### EXERCISE DETAILS
Reproduce every one of the following rows verbatim, changing no character and omitting none.
— Start —
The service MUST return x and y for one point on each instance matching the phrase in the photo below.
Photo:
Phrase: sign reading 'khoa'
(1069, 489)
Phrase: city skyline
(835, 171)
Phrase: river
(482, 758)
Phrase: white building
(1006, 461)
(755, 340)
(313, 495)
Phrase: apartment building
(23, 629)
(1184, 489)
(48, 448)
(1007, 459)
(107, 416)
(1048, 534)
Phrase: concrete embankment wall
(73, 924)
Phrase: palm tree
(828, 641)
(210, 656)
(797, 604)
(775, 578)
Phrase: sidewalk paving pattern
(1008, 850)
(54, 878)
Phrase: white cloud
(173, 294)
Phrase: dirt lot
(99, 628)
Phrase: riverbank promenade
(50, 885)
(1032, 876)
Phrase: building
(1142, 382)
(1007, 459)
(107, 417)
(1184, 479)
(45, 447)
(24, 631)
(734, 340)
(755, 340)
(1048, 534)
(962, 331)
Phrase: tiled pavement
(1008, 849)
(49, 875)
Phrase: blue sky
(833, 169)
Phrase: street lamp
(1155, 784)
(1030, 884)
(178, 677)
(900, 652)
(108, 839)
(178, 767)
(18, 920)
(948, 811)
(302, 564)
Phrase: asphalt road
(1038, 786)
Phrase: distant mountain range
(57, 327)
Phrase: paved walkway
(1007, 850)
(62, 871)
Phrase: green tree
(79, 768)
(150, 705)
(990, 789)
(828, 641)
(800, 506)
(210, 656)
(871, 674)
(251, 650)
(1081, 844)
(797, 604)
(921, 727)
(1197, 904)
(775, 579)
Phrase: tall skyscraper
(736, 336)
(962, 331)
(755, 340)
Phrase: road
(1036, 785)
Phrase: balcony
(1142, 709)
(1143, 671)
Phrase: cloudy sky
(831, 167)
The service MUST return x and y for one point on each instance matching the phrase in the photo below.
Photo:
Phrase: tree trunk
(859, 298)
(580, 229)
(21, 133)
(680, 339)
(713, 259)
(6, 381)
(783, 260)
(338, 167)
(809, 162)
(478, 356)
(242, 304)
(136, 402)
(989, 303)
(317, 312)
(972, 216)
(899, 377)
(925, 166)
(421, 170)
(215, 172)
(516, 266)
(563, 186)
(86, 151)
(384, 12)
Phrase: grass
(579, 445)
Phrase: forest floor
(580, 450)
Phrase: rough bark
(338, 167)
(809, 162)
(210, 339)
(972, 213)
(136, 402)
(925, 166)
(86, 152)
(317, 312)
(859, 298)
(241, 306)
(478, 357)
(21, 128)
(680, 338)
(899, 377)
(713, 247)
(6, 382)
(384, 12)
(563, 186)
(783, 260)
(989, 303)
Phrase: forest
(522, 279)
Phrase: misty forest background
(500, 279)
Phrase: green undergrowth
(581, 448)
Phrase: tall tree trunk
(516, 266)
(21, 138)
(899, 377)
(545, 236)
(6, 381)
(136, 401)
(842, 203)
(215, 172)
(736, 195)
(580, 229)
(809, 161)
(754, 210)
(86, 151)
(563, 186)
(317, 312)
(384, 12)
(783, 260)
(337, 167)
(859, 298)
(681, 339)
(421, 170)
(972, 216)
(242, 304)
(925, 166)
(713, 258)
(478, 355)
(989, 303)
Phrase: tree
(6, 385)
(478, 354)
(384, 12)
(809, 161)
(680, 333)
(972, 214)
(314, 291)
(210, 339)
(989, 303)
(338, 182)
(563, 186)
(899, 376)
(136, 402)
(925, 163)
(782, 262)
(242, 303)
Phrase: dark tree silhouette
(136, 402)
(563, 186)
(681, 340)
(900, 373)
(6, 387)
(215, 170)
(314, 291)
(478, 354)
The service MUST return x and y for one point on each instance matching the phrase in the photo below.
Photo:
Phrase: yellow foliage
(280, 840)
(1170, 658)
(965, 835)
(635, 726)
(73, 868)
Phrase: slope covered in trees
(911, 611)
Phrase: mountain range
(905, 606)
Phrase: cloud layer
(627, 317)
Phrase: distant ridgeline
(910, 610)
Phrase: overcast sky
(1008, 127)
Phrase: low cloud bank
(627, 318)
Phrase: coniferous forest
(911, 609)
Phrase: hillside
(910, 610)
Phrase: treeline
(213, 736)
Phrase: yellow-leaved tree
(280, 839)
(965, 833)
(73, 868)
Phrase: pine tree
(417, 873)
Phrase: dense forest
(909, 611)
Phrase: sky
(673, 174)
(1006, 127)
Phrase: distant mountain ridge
— End —
### RESPONSE TO THE TASK
The service MUST return x and y for one point on each instance matching the phrase in the photo below.
Photo:
Phrase: sign reading 'khoa'
(1069, 489)
Phrase: city skyline
(835, 171)
Phrase: river
(482, 758)
Phrase: white building
(1006, 461)
(755, 340)
(313, 495)
Phrase: apartment building
(23, 629)
(1184, 489)
(48, 448)
(1007, 459)
(107, 416)
(1048, 534)
Phrase: concrete embankment wall
(73, 924)
Phrase: palm tree
(828, 641)
(210, 656)
(797, 604)
(775, 578)
Phrase: sidewalk paving pattern
(1008, 850)
(54, 878)
Phrase: white cloud
(173, 294)
Phrase: dirt lot
(99, 628)
Phrase: riverbank promenade
(50, 885)
(1032, 876)
Phrase: building
(1142, 382)
(1007, 459)
(107, 417)
(1184, 479)
(45, 447)
(24, 631)
(734, 340)
(755, 340)
(1048, 534)
(962, 331)
Phrase: tiled pavement
(1008, 849)
(49, 875)
Phrase: blue sky
(833, 169)
Phrase: street lamp
(1155, 784)
(1030, 884)
(178, 677)
(900, 652)
(108, 839)
(178, 767)
(18, 920)
(948, 811)
(302, 564)
Phrase: asphalt road
(1038, 786)
Phrase: distant mountain range
(57, 327)
Phrase: paved walkway
(1007, 850)
(62, 871)
Phrase: green tree
(79, 768)
(150, 705)
(990, 789)
(828, 641)
(800, 506)
(210, 656)
(871, 674)
(251, 650)
(1081, 844)
(797, 604)
(921, 727)
(1197, 904)
(775, 579)
Phrase: tall skyscraper
(736, 336)
(962, 331)
(755, 340)
Phrase: road
(1036, 785)
Phrase: balcony
(1142, 709)
(1143, 671)
Phrase: cloudy sky
(831, 167)
The service MUST return x and y for one point on each instance matching the phrase in the photo below.
Photo:
Phrase: tree trunk
(859, 298)
(580, 229)
(21, 133)
(680, 339)
(713, 259)
(6, 381)
(783, 260)
(338, 167)
(809, 162)
(478, 356)
(242, 304)
(136, 402)
(989, 303)
(317, 312)
(972, 216)
(899, 377)
(925, 166)
(421, 170)
(215, 172)
(516, 266)
(563, 186)
(86, 151)
(384, 12)
Phrase: grass
(579, 445)
Phrase: forest floor
(580, 450)
Phrase: rough bark
(338, 167)
(809, 162)
(210, 339)
(972, 213)
(136, 402)
(925, 166)
(86, 152)
(317, 312)
(859, 298)
(241, 306)
(478, 357)
(21, 128)
(680, 338)
(899, 377)
(713, 247)
(6, 382)
(384, 12)
(563, 186)
(783, 260)
(989, 303)
Phrase: forest
(522, 279)
Phrase: misty forest background
(500, 279)
Phrase: green undergrowth
(581, 448)
Phrase: tall tree trunk
(516, 266)
(21, 138)
(899, 377)
(545, 236)
(6, 381)
(136, 401)
(842, 203)
(215, 172)
(736, 195)
(580, 229)
(809, 161)
(754, 210)
(86, 151)
(563, 186)
(317, 312)
(384, 12)
(783, 260)
(337, 167)
(859, 298)
(681, 339)
(421, 170)
(972, 216)
(242, 304)
(925, 166)
(713, 258)
(478, 355)
(989, 303)
Phrase: tree
(6, 385)
(478, 354)
(384, 12)
(809, 161)
(680, 333)
(972, 214)
(314, 291)
(210, 339)
(989, 303)
(338, 182)
(563, 186)
(899, 376)
(136, 402)
(925, 163)
(782, 262)
(242, 303)
Phrase: dark tree silhouette
(136, 402)
(563, 186)
(681, 340)
(900, 373)
(6, 387)
(215, 170)
(314, 291)
(478, 354)
The service MUST return x and y for one point on each instance matching the phrase in the photo below.
Photo:
Phrase: yellow foliage
(280, 840)
(1170, 658)
(965, 835)
(635, 726)
(73, 868)
Phrase: slope covered in trees
(911, 611)
Phrase: mountain range
(905, 606)
Phrase: cloud layer
(627, 317)
Phrase: distant ridgeline
(910, 610)
Phrase: overcast sky
(1008, 127)
Phrase: low cloud bank
(627, 318)
Phrase: coniferous forest
(911, 609)
Phrase: hillside
(910, 610)
Phrase: treeline
(213, 736)
Phrase: yellow-leaved tree
(280, 839)
(965, 833)
(73, 868)
Phrase: pine tree
(417, 873)
Phrase: dense forest
(909, 611)
Phrase: sky
(673, 174)
(1006, 127)
Phrase: distant mountain ridge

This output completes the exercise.